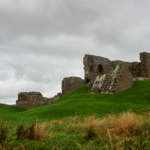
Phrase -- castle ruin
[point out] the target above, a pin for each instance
(101, 75)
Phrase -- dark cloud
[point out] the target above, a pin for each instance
(42, 41)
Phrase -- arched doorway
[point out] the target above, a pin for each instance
(100, 68)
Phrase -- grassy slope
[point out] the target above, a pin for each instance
(81, 102)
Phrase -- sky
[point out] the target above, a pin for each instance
(43, 41)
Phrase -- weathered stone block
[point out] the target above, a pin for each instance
(119, 80)
(95, 66)
(145, 64)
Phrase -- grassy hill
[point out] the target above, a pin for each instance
(82, 102)
(81, 120)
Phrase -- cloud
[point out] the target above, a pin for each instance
(41, 42)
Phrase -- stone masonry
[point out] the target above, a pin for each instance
(105, 76)
(100, 74)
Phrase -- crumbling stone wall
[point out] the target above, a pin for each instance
(145, 64)
(119, 80)
(70, 83)
(106, 76)
(94, 66)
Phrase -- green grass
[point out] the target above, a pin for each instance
(82, 102)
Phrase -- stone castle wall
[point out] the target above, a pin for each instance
(100, 74)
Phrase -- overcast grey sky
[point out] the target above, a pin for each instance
(43, 41)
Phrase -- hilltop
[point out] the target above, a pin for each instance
(82, 102)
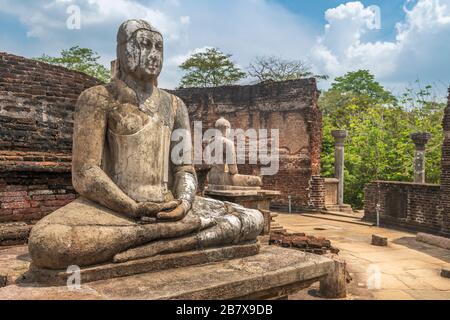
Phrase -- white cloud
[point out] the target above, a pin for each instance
(420, 49)
(245, 28)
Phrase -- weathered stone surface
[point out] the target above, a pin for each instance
(301, 241)
(379, 241)
(142, 265)
(438, 241)
(424, 207)
(226, 173)
(445, 273)
(405, 204)
(14, 261)
(275, 272)
(14, 233)
(137, 187)
(334, 285)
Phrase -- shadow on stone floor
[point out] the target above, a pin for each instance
(435, 252)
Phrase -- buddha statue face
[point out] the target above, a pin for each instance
(140, 50)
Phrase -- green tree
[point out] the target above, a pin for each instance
(379, 125)
(277, 69)
(351, 94)
(80, 59)
(211, 68)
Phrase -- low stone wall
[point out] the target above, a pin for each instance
(406, 205)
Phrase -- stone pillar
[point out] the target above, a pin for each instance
(420, 139)
(339, 138)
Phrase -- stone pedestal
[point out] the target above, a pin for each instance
(420, 140)
(253, 198)
(272, 274)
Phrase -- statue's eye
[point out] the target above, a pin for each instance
(146, 42)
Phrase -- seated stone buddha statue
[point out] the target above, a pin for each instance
(132, 194)
(226, 173)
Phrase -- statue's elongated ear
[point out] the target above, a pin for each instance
(115, 69)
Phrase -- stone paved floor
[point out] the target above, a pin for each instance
(406, 269)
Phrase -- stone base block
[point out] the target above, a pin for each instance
(161, 262)
(273, 273)
(379, 241)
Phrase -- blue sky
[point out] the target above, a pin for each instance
(334, 37)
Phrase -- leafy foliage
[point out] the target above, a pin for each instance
(79, 59)
(379, 125)
(277, 69)
(210, 69)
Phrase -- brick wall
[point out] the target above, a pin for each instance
(37, 101)
(445, 169)
(423, 207)
(36, 122)
(289, 106)
(402, 204)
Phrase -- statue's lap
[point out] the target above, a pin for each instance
(83, 233)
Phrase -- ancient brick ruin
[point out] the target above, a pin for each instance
(36, 105)
(289, 106)
(423, 207)
(36, 121)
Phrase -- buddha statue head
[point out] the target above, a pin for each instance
(224, 126)
(139, 51)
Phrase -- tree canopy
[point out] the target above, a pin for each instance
(210, 68)
(379, 125)
(277, 69)
(80, 59)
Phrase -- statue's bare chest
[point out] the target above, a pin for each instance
(128, 119)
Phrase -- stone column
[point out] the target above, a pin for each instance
(339, 138)
(420, 139)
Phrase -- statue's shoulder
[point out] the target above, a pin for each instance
(98, 97)
(167, 95)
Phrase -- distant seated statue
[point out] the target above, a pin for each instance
(132, 194)
(226, 174)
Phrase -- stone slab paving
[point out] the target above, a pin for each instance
(273, 273)
(404, 270)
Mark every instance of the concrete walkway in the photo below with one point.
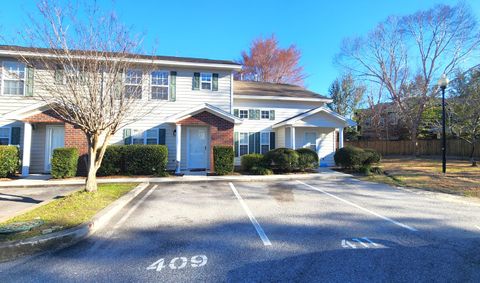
(44, 180)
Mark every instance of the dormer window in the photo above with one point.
(13, 78)
(206, 81)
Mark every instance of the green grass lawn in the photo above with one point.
(70, 211)
(426, 173)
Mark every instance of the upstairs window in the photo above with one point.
(206, 81)
(133, 84)
(159, 85)
(264, 142)
(243, 114)
(265, 114)
(4, 136)
(13, 78)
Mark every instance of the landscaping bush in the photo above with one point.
(248, 161)
(64, 162)
(145, 159)
(113, 162)
(9, 160)
(223, 159)
(307, 159)
(372, 157)
(259, 170)
(135, 159)
(282, 159)
(351, 157)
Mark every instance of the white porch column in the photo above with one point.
(27, 146)
(292, 137)
(178, 139)
(340, 137)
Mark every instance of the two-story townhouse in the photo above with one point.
(196, 105)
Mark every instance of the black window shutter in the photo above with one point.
(251, 142)
(161, 136)
(196, 81)
(215, 82)
(235, 140)
(127, 136)
(173, 85)
(272, 114)
(15, 136)
(272, 140)
(257, 142)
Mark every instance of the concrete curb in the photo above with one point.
(186, 179)
(61, 239)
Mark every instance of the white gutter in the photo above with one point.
(283, 98)
(134, 60)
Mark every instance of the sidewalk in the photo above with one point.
(43, 180)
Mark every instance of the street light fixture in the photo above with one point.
(442, 83)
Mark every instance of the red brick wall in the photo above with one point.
(221, 130)
(73, 137)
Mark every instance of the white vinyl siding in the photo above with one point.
(13, 78)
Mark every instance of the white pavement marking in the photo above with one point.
(359, 207)
(370, 241)
(132, 209)
(360, 242)
(254, 221)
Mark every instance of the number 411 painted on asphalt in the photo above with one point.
(179, 263)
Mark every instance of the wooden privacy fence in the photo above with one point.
(457, 148)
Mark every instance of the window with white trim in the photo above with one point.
(133, 84)
(159, 82)
(311, 140)
(13, 78)
(243, 114)
(264, 142)
(265, 114)
(137, 137)
(206, 81)
(4, 136)
(151, 136)
(243, 143)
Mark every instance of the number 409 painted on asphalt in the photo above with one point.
(179, 263)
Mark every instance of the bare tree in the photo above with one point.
(346, 95)
(405, 55)
(81, 75)
(267, 62)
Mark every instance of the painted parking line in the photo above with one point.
(254, 221)
(360, 207)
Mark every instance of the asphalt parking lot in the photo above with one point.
(303, 231)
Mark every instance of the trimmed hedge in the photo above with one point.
(64, 162)
(135, 159)
(307, 159)
(282, 159)
(9, 160)
(223, 159)
(248, 161)
(351, 157)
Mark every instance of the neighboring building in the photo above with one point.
(205, 108)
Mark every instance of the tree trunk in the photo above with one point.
(91, 182)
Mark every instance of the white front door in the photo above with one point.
(197, 147)
(54, 139)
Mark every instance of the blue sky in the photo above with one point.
(222, 29)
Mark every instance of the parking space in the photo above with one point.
(311, 230)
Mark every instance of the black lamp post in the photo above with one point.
(442, 83)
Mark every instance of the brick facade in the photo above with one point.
(221, 130)
(74, 137)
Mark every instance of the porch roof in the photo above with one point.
(333, 118)
(201, 108)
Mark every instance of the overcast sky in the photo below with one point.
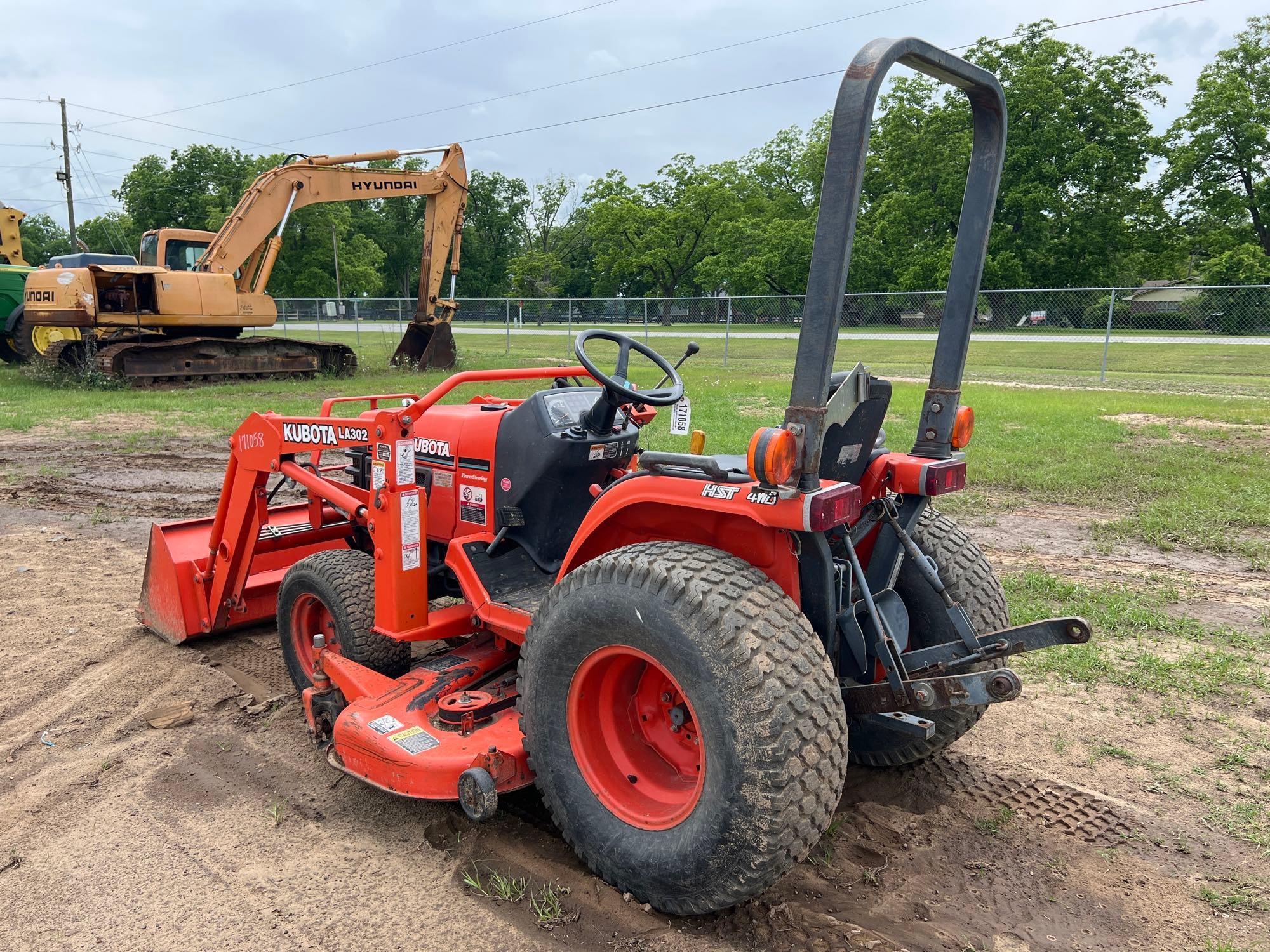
(142, 59)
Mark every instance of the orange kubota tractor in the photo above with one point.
(178, 313)
(681, 651)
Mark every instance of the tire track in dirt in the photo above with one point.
(171, 849)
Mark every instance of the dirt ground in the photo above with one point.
(231, 832)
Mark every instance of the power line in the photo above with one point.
(365, 67)
(603, 76)
(143, 119)
(794, 79)
(112, 230)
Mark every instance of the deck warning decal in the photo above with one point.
(415, 741)
(385, 724)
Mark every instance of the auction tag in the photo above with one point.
(681, 418)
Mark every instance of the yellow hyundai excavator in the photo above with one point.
(176, 314)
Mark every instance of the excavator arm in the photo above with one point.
(248, 244)
(11, 238)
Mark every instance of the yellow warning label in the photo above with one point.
(415, 741)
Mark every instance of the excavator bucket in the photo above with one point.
(427, 347)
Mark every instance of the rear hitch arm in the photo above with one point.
(971, 690)
(1051, 633)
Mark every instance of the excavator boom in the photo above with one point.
(201, 310)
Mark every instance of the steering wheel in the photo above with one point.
(618, 389)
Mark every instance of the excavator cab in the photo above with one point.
(175, 249)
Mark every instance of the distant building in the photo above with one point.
(1163, 296)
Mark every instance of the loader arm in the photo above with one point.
(244, 244)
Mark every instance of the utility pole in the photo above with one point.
(335, 244)
(67, 176)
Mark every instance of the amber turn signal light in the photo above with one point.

• Short task:
Can you reproduce the records word for word, starting at the line that contains "Mark every instance of the distant" and continuing through the last line of the records?

• The result:
Mark every instance of the distant building in the photo above with one point.
(1163, 296)
Mark every instance of the loader arm in the photo above with one point.
(244, 244)
Mark every instance of the utility pole in the photo above with one point.
(335, 244)
(67, 176)
Mark every instance of the amber turn signal light in the photo above with one point.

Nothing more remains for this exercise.